Task item A: Copy everything from "Many people are" down to "conversations around COVID-19." in the article on park cruising during the pandemic, word for word.
Task item B: Write the next part of the article on park cruising during the pandemic, picking up right after its last sentence.

:: Passage to read

This article originally appeared on VICE US.
Alan stopped cruising for sex at public parks in Southern California for a month after the COVID-19 lockdowns began on March 19th, but has since been twice. As social distancing recommendations continue, he believes it’s naïve to think that guys will just stop having sex in parks altogether. “We have animal instincts, and we have a right to indulge in our desires,” Alan, whose name has been changed for privacy reasons, explained to VICE through Squirt, a website known for its cruising listings. "Sex is the main reason why I live life right now. If I didn’t have this outlet, I don’t think I’d be around much longer,” he continued.
Many people are looking for anonymous park sex on Squirt, which operates internationally, despite the pandemic. It might be difficult to imagine why anybody would risk having sex with strangers in public when there are over 100,000 coronavirus deaths in the U.S. alone. But the reason relates to something that’s rarely discussed in the national conversations around COVID-19.
“Sex and human contact are basic human needs,” said Scott A. Kramer, a psychotherapist serving the LGBTQ+ community in New York. “It’s like eating and drinking water. Without addressing [these needs], we are ignoring a huge issue, and we’re doing our community an enormous disservice.”
“People get so pent up and so involved in their needing to stay in that, sometimes, without any physical contact, or if they don’t go out at all to see anyone, what can happen is there can be sort of this explosion of behavior that can be harmful,” Kramer explained.

::::
:: Extracted records

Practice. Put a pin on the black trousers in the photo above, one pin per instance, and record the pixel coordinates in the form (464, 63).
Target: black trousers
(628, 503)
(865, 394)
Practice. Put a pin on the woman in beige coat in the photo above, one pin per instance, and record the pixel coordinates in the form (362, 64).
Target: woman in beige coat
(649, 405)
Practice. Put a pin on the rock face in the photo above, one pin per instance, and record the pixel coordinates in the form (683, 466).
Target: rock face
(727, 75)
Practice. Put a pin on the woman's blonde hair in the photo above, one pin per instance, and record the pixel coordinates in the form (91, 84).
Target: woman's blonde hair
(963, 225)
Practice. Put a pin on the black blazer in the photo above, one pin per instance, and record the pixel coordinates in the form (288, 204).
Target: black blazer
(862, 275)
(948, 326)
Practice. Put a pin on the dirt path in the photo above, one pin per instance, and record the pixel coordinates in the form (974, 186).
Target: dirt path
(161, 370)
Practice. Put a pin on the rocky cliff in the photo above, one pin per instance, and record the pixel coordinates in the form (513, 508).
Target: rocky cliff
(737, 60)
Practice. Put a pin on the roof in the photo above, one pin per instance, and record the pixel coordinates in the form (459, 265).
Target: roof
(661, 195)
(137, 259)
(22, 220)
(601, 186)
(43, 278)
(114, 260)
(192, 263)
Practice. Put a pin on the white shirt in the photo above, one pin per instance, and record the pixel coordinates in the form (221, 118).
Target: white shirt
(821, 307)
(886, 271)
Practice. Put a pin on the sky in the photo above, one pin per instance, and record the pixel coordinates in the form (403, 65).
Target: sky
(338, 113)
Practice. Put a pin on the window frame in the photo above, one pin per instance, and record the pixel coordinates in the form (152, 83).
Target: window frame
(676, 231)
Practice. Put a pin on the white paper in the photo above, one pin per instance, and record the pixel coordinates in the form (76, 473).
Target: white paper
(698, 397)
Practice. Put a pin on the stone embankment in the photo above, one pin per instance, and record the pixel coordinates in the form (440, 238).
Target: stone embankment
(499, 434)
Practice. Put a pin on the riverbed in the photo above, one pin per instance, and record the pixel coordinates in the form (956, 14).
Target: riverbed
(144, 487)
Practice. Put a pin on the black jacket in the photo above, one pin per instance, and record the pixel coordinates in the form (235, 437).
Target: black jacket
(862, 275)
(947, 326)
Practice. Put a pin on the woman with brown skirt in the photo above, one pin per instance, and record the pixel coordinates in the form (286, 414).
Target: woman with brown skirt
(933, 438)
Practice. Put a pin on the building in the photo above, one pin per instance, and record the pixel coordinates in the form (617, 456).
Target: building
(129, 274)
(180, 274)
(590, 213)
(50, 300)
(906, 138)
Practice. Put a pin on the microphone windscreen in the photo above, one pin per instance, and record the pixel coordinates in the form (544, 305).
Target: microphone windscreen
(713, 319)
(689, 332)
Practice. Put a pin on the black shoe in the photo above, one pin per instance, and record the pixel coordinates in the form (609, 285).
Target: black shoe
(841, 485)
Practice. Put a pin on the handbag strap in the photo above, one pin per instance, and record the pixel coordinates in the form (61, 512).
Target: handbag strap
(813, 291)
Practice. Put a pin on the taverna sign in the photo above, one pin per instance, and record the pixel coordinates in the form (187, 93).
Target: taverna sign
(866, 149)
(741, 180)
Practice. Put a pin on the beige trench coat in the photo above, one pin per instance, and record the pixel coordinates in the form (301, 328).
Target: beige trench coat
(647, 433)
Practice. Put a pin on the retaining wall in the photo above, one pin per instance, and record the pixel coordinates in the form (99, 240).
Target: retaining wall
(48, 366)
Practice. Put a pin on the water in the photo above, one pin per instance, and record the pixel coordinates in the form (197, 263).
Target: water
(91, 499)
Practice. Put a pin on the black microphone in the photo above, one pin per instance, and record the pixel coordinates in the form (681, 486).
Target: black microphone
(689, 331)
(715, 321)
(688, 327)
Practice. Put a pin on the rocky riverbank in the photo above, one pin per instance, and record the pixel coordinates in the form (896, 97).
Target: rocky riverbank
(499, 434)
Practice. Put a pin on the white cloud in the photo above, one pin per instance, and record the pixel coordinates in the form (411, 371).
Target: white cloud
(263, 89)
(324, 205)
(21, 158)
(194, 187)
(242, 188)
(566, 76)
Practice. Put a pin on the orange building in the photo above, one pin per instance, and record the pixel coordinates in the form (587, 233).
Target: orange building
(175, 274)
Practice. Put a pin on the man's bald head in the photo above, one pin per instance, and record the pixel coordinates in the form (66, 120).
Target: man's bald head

::::

Task answer A:
Many people are looking for anonymous park sex on Squirt, which operates internationally, despite the pandemic. It might be difficult to imagine why anybody would risk having sex with strangers in public when there are over 100,000 coronavirus deaths in the U.S. alone. But the reason relates to something that’s rarely discussed in the national conversations around COVID-19.

Task answer B:
Greg, a 61 year-old man who works in the trucking industry whose name has also been changed for privacy reasons, believes that “people will stop having sex in parks at about the same time that Donald Trump gets a soul and admits he is a compulsive, lying psychopath,” he told VICE. He believes that sex is a “biological imperative,” and it’s illogical to think people will hold off as social distancing continues long-term. Greg also pointed out that sex continued during the HIV/AIDS epidemic. (At that time, activists centered the conversation around harm reduction, rather than abstinence.)
When asked about precautions he takes when having sex in parks, Greg didn’t indicate any measures that were meaningful to preventing the spread of COVID-19he goes by appearances, and won’t go through with an encounter if somebody “looks sloppy [or] unkempt, [or] smokes.” Even if he avoids visibly ill people, Greg risks coming into contact with people who are presymptomatic or asymptomatic, in a situation that would allow the virus to spread.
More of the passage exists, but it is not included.